(Task statement)
The line containing "Locate every instance of the grave marker" and all lines following it in the listing below are to be reproduced exactly, with no other lines.

#### Supplied data

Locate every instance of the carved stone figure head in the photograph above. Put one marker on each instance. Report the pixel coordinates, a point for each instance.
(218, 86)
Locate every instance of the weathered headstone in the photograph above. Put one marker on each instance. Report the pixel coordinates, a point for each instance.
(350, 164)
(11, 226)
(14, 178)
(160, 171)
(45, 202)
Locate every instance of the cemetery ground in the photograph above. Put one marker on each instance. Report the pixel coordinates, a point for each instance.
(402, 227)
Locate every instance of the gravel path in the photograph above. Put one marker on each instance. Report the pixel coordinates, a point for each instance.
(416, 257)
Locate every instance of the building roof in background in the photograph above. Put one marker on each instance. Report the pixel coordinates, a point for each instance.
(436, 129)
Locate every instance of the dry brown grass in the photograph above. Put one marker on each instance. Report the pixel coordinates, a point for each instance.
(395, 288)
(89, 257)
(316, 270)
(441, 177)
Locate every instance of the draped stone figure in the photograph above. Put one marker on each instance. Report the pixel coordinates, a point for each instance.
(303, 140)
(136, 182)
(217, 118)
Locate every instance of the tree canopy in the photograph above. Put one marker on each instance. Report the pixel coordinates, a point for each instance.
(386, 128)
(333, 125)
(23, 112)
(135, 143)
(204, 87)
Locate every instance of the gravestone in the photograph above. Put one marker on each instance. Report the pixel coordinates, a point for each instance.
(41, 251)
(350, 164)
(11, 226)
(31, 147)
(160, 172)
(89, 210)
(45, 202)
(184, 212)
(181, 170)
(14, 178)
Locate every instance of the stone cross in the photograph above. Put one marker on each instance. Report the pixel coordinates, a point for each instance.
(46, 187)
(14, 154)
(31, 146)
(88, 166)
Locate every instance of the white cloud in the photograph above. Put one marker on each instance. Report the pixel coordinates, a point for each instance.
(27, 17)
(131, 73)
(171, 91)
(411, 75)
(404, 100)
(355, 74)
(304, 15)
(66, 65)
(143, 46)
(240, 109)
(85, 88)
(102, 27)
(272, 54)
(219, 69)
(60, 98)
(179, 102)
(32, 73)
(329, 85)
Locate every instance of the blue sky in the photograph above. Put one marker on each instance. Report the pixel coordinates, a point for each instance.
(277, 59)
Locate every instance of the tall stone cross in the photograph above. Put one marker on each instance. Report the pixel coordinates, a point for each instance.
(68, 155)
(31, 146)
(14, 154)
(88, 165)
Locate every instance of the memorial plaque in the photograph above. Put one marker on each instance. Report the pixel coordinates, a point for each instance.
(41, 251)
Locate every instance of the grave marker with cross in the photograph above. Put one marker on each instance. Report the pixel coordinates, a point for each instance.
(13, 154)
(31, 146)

########

(Exercise output)
Locate every instance of the grave marker with cross in the photograph above. Put one marker on each instance. Report the pixel coordinates, a point for each instance.
(13, 154)
(31, 146)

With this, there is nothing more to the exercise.